* Entries for bounding box labeling:
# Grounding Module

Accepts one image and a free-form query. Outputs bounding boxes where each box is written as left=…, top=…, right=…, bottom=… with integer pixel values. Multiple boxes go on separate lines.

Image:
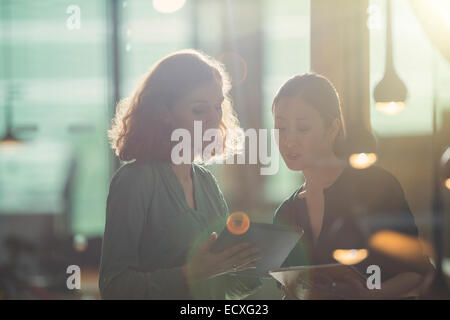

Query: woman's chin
left=284, top=159, right=306, bottom=171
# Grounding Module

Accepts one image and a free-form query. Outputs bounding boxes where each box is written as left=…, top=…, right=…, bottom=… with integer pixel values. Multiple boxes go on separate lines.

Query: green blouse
left=99, top=160, right=261, bottom=299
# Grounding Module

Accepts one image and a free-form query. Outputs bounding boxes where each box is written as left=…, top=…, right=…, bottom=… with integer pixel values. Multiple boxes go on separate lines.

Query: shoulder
left=193, top=163, right=219, bottom=188
left=349, top=165, right=403, bottom=193
left=273, top=188, right=300, bottom=224
left=111, top=161, right=155, bottom=189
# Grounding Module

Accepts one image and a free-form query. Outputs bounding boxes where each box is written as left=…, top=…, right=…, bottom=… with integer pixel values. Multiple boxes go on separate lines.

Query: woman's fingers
left=229, top=254, right=262, bottom=267
left=218, top=243, right=251, bottom=260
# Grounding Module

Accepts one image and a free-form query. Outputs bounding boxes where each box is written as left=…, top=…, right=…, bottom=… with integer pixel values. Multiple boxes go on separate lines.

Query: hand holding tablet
left=211, top=223, right=303, bottom=278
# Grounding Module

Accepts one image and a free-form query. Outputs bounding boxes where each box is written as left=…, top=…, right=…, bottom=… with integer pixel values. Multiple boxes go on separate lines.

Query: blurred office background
left=0, top=0, right=450, bottom=299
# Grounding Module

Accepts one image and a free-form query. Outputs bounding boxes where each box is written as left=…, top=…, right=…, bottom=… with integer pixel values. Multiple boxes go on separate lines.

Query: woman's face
left=274, top=97, right=337, bottom=170
left=169, top=80, right=224, bottom=156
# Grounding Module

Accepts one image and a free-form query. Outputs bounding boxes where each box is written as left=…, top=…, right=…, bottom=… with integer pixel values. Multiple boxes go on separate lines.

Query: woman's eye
left=192, top=108, right=205, bottom=115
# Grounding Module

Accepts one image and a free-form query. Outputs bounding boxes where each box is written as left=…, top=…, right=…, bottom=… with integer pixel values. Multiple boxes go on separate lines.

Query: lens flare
left=349, top=153, right=377, bottom=169
left=153, top=0, right=186, bottom=13
left=445, top=178, right=450, bottom=190
left=369, top=230, right=434, bottom=261
left=227, top=212, right=250, bottom=235
left=333, top=249, right=369, bottom=265
left=375, top=101, right=405, bottom=116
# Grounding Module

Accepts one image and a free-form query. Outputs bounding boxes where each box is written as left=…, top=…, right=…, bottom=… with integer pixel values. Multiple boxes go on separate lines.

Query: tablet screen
left=211, top=222, right=303, bottom=278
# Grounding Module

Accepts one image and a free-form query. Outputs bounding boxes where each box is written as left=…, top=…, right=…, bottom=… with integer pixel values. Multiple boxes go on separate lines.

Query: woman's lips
left=284, top=153, right=301, bottom=161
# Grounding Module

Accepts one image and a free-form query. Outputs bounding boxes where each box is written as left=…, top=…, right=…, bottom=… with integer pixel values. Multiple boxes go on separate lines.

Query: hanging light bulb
left=441, top=147, right=450, bottom=190
left=346, top=125, right=377, bottom=169
left=373, top=0, right=408, bottom=115
left=153, top=0, right=186, bottom=13
left=330, top=214, right=369, bottom=265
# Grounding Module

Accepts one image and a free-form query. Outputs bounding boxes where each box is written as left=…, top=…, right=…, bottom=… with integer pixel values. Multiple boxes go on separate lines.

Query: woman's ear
left=161, top=108, right=173, bottom=127
left=328, top=119, right=341, bottom=143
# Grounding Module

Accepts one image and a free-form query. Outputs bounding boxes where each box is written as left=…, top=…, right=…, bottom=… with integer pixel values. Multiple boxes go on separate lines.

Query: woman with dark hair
left=272, top=73, right=429, bottom=299
left=99, top=50, right=261, bottom=299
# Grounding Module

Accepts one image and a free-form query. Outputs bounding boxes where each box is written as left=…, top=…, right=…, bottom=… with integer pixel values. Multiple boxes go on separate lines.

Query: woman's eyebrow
left=189, top=97, right=225, bottom=104
left=189, top=100, right=208, bottom=104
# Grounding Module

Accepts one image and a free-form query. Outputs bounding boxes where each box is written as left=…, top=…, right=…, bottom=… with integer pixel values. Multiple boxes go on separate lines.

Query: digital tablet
left=211, top=222, right=303, bottom=278
left=269, top=263, right=367, bottom=298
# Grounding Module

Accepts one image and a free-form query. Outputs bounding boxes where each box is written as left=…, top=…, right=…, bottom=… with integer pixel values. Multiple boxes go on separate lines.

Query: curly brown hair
left=108, top=49, right=240, bottom=162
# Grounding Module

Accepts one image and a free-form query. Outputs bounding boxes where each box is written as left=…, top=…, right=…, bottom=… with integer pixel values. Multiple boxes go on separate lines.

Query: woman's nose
left=207, top=108, right=222, bottom=129
left=280, top=132, right=297, bottom=148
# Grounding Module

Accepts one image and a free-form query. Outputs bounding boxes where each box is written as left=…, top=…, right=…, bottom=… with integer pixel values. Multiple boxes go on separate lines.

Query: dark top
left=273, top=166, right=431, bottom=281
left=99, top=161, right=261, bottom=299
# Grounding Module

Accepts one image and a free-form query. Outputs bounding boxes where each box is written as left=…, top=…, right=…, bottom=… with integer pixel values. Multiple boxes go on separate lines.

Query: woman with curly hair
left=99, top=50, right=261, bottom=299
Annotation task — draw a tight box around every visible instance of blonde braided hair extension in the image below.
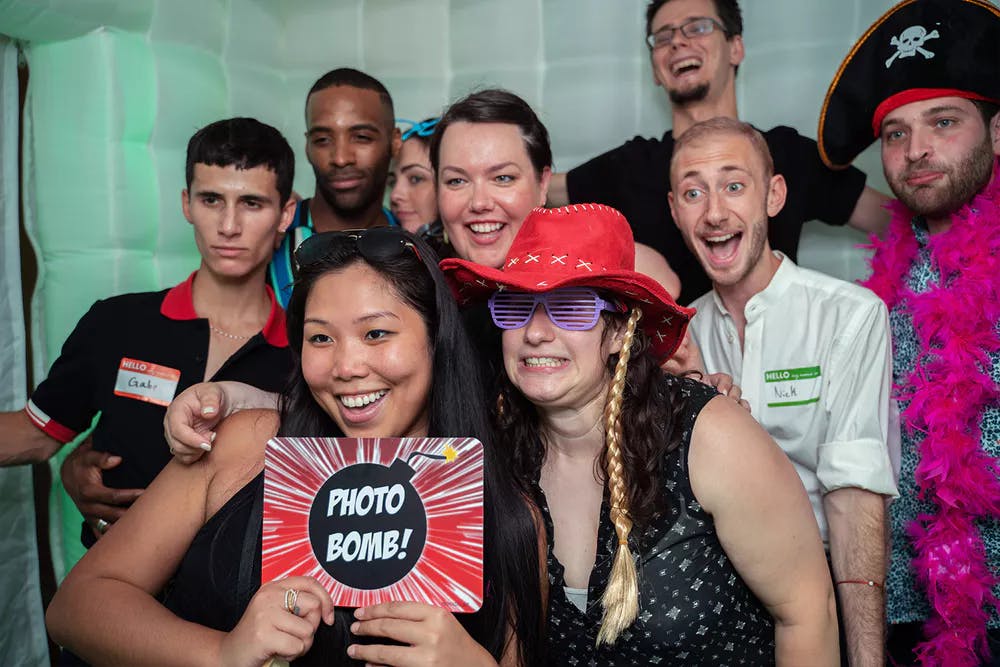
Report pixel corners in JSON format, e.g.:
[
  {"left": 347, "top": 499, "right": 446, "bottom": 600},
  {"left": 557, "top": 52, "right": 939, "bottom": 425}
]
[{"left": 597, "top": 308, "right": 642, "bottom": 646}]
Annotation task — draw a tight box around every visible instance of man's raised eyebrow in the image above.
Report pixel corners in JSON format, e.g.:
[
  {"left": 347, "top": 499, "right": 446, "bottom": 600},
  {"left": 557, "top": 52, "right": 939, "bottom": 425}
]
[
  {"left": 239, "top": 192, "right": 271, "bottom": 204},
  {"left": 921, "top": 104, "right": 970, "bottom": 118},
  {"left": 653, "top": 16, "right": 722, "bottom": 35},
  {"left": 680, "top": 164, "right": 750, "bottom": 180}
]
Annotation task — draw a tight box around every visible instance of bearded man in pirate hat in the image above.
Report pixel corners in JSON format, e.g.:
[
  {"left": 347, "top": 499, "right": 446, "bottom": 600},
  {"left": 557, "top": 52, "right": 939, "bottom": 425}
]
[{"left": 819, "top": 0, "right": 1000, "bottom": 665}]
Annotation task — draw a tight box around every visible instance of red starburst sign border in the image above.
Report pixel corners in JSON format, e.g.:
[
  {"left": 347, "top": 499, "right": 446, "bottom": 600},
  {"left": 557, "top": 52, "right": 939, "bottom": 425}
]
[{"left": 261, "top": 438, "right": 483, "bottom": 612}]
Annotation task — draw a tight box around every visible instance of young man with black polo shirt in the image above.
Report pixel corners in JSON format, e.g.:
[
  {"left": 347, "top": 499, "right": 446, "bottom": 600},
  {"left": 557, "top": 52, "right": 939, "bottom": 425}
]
[
  {"left": 547, "top": 0, "right": 889, "bottom": 304},
  {"left": 0, "top": 118, "right": 295, "bottom": 546}
]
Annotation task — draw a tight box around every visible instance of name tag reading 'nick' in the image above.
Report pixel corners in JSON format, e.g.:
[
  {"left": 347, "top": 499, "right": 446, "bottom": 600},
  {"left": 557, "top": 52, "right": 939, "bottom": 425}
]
[
  {"left": 764, "top": 366, "right": 823, "bottom": 408},
  {"left": 261, "top": 438, "right": 483, "bottom": 612}
]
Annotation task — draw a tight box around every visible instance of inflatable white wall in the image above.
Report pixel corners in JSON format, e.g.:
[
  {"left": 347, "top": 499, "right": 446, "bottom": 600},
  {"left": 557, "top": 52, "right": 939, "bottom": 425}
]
[{"left": 0, "top": 0, "right": 928, "bottom": 664}]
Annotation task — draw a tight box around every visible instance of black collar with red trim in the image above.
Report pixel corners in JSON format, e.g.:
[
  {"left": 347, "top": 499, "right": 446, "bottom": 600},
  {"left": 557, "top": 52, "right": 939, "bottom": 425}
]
[{"left": 160, "top": 271, "right": 288, "bottom": 347}]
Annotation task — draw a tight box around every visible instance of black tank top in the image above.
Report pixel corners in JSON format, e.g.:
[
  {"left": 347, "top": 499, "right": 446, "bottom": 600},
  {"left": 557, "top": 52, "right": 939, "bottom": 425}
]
[
  {"left": 537, "top": 376, "right": 774, "bottom": 667},
  {"left": 163, "top": 472, "right": 362, "bottom": 667}
]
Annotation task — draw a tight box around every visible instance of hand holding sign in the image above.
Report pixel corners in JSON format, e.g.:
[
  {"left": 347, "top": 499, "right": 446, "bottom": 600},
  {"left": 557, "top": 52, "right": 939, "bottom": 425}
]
[
  {"left": 218, "top": 577, "right": 333, "bottom": 667},
  {"left": 347, "top": 602, "right": 496, "bottom": 667}
]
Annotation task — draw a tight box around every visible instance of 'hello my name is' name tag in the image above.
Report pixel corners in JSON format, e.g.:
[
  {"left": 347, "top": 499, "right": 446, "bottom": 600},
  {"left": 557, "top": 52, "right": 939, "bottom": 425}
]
[
  {"left": 764, "top": 366, "right": 823, "bottom": 408},
  {"left": 115, "top": 357, "right": 181, "bottom": 406}
]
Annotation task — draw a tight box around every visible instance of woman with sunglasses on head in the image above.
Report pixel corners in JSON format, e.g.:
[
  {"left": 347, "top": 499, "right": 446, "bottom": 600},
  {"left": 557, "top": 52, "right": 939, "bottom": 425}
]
[
  {"left": 388, "top": 118, "right": 443, "bottom": 249},
  {"left": 47, "top": 228, "right": 541, "bottom": 666},
  {"left": 441, "top": 204, "right": 839, "bottom": 666}
]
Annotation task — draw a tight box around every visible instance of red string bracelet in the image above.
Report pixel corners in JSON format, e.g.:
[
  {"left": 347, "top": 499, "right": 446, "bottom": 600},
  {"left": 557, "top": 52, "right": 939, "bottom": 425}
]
[{"left": 837, "top": 579, "right": 882, "bottom": 588}]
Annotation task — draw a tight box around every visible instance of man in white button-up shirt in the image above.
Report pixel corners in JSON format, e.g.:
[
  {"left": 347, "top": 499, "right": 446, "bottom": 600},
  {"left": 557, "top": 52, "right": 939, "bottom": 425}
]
[{"left": 670, "top": 118, "right": 896, "bottom": 665}]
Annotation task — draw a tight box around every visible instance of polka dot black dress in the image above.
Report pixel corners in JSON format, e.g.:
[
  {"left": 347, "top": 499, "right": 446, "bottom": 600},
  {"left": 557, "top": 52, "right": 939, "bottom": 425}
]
[{"left": 536, "top": 377, "right": 774, "bottom": 667}]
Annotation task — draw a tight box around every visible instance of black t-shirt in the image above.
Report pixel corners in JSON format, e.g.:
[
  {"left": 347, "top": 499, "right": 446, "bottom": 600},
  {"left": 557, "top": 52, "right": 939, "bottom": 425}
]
[
  {"left": 27, "top": 274, "right": 292, "bottom": 543},
  {"left": 566, "top": 126, "right": 865, "bottom": 304}
]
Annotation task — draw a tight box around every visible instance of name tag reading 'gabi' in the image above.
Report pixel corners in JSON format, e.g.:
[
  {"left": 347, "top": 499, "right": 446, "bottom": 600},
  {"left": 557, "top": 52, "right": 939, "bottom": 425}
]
[
  {"left": 261, "top": 438, "right": 483, "bottom": 612},
  {"left": 764, "top": 366, "right": 823, "bottom": 408},
  {"left": 115, "top": 357, "right": 181, "bottom": 407}
]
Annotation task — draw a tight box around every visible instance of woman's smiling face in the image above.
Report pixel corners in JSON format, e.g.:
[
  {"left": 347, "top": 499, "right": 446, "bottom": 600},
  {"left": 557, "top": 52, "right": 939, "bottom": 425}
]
[
  {"left": 302, "top": 261, "right": 432, "bottom": 437},
  {"left": 438, "top": 122, "right": 551, "bottom": 268}
]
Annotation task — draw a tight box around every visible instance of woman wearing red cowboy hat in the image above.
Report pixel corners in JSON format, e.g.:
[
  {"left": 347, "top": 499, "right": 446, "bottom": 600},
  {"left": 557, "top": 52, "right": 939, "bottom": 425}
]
[
  {"left": 441, "top": 204, "right": 839, "bottom": 665},
  {"left": 430, "top": 88, "right": 681, "bottom": 295}
]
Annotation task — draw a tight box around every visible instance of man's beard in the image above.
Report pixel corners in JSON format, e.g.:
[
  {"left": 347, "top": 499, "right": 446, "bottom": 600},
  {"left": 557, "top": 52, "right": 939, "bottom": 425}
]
[
  {"left": 313, "top": 157, "right": 389, "bottom": 220},
  {"left": 667, "top": 83, "right": 708, "bottom": 107},
  {"left": 886, "top": 135, "right": 995, "bottom": 220}
]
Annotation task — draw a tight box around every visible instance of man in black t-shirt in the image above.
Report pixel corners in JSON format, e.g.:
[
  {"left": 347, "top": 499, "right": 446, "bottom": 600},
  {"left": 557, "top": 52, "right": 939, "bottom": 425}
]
[
  {"left": 548, "top": 0, "right": 889, "bottom": 304},
  {"left": 0, "top": 118, "right": 295, "bottom": 546}
]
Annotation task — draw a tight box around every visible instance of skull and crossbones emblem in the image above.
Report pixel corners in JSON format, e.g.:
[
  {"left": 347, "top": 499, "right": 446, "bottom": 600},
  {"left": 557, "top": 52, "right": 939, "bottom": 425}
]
[{"left": 885, "top": 25, "right": 941, "bottom": 69}]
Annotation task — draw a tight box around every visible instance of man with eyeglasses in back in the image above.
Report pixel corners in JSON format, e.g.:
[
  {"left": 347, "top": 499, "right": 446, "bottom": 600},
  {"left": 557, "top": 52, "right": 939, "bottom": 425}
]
[{"left": 547, "top": 0, "right": 889, "bottom": 304}]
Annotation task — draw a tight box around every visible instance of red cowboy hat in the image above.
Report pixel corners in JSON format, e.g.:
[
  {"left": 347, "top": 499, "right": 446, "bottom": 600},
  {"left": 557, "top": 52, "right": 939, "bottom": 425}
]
[{"left": 441, "top": 204, "right": 695, "bottom": 361}]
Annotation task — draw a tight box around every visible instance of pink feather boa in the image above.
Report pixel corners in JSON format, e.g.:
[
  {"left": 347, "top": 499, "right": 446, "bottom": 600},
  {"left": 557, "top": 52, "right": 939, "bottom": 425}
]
[{"left": 864, "top": 162, "right": 1000, "bottom": 667}]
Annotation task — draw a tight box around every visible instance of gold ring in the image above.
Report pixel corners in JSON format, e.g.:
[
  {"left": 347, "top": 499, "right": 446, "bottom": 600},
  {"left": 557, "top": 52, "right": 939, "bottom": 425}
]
[{"left": 285, "top": 588, "right": 299, "bottom": 616}]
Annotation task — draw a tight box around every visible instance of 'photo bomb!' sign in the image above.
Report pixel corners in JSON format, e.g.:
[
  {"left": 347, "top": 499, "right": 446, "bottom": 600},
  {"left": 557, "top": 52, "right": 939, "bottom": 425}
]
[{"left": 262, "top": 438, "right": 483, "bottom": 612}]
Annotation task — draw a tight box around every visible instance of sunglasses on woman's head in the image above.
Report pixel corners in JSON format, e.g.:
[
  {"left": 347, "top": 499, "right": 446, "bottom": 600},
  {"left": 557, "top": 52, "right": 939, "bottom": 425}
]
[
  {"left": 295, "top": 227, "right": 420, "bottom": 267},
  {"left": 396, "top": 118, "right": 441, "bottom": 141},
  {"left": 490, "top": 287, "right": 624, "bottom": 331}
]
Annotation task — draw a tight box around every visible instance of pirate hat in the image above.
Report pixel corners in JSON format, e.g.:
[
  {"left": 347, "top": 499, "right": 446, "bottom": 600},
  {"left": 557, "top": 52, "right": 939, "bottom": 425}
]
[
  {"left": 441, "top": 204, "right": 695, "bottom": 360},
  {"left": 817, "top": 0, "right": 1000, "bottom": 169}
]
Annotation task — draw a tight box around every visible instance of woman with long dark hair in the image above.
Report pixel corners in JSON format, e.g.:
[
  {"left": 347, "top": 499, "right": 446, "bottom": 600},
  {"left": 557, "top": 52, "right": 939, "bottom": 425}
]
[
  {"left": 47, "top": 228, "right": 542, "bottom": 665},
  {"left": 441, "top": 204, "right": 838, "bottom": 666}
]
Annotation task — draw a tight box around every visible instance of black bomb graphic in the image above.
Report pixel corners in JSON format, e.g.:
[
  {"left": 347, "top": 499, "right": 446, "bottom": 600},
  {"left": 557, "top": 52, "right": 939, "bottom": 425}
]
[
  {"left": 261, "top": 437, "right": 483, "bottom": 612},
  {"left": 309, "top": 452, "right": 449, "bottom": 589}
]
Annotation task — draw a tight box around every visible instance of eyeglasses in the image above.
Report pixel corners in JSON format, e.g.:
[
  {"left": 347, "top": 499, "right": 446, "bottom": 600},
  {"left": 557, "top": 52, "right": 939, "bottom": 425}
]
[
  {"left": 396, "top": 118, "right": 441, "bottom": 141},
  {"left": 295, "top": 227, "right": 420, "bottom": 267},
  {"left": 490, "top": 287, "right": 624, "bottom": 331},
  {"left": 646, "top": 16, "right": 729, "bottom": 49}
]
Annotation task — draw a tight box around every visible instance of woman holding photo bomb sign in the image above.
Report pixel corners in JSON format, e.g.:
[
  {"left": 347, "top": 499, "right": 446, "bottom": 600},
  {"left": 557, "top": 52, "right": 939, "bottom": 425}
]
[{"left": 46, "top": 228, "right": 542, "bottom": 667}]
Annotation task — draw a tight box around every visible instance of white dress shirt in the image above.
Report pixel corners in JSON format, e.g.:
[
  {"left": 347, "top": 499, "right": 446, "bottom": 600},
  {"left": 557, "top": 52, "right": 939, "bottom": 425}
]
[{"left": 691, "top": 252, "right": 897, "bottom": 542}]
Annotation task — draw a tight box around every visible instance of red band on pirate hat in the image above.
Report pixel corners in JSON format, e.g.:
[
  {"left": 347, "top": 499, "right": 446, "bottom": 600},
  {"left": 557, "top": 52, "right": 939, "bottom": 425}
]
[
  {"left": 441, "top": 204, "right": 695, "bottom": 360},
  {"left": 817, "top": 0, "right": 1000, "bottom": 168}
]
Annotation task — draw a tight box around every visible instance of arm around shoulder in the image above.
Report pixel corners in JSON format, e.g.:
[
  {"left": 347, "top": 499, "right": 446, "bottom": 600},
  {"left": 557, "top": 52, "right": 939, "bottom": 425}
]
[{"left": 688, "top": 397, "right": 839, "bottom": 665}]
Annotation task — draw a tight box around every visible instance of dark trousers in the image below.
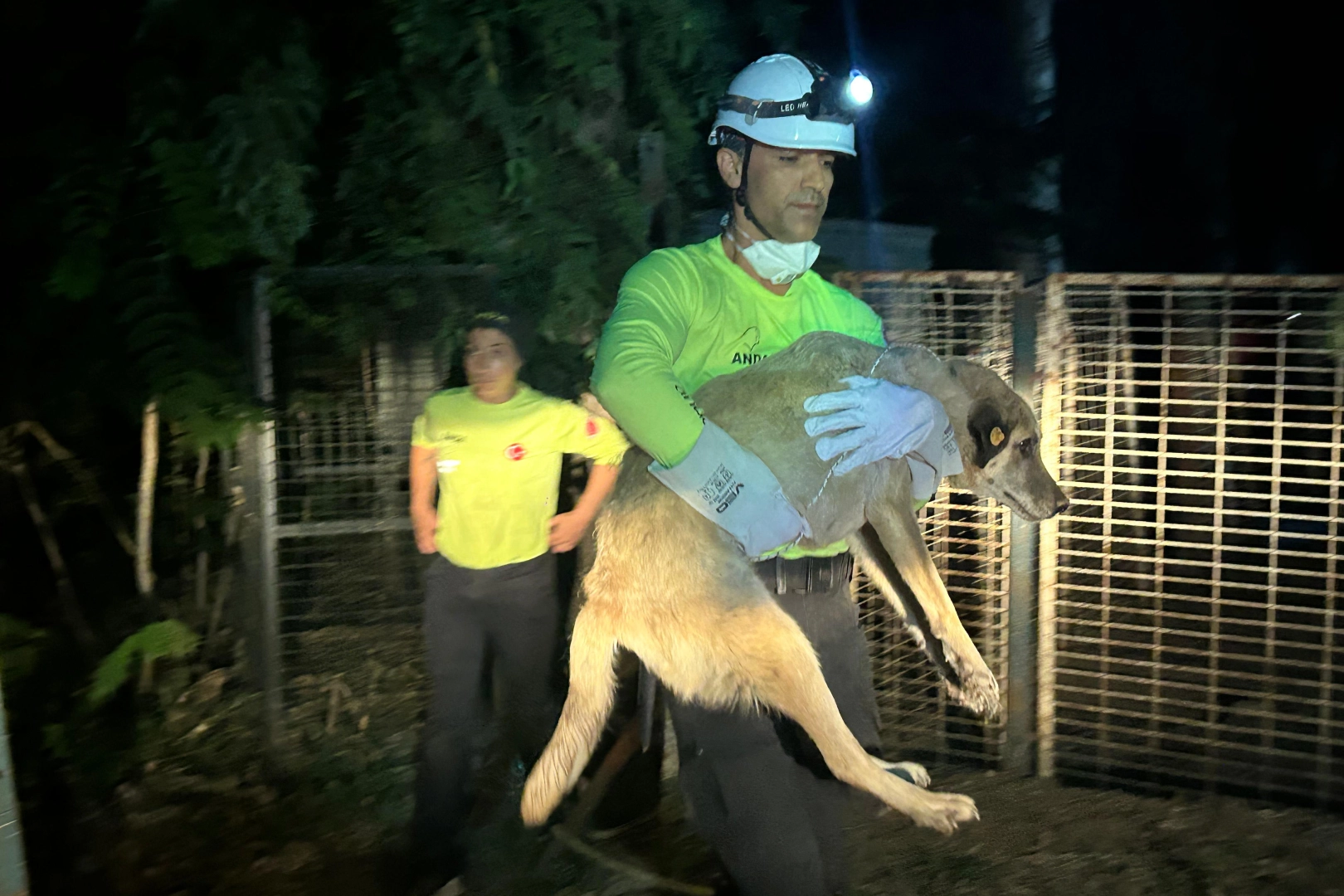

* Stated exercise: From the rows above, pull out each line that contains the word "photo" and copy it.

* Output for this exercise:
Annotation task — draw a tight box around every visible instance of 'photo bomb!' sign in the image above.
Annotation task — draw a tight box around every visible instance of woman holding photo bomb sign in the image above.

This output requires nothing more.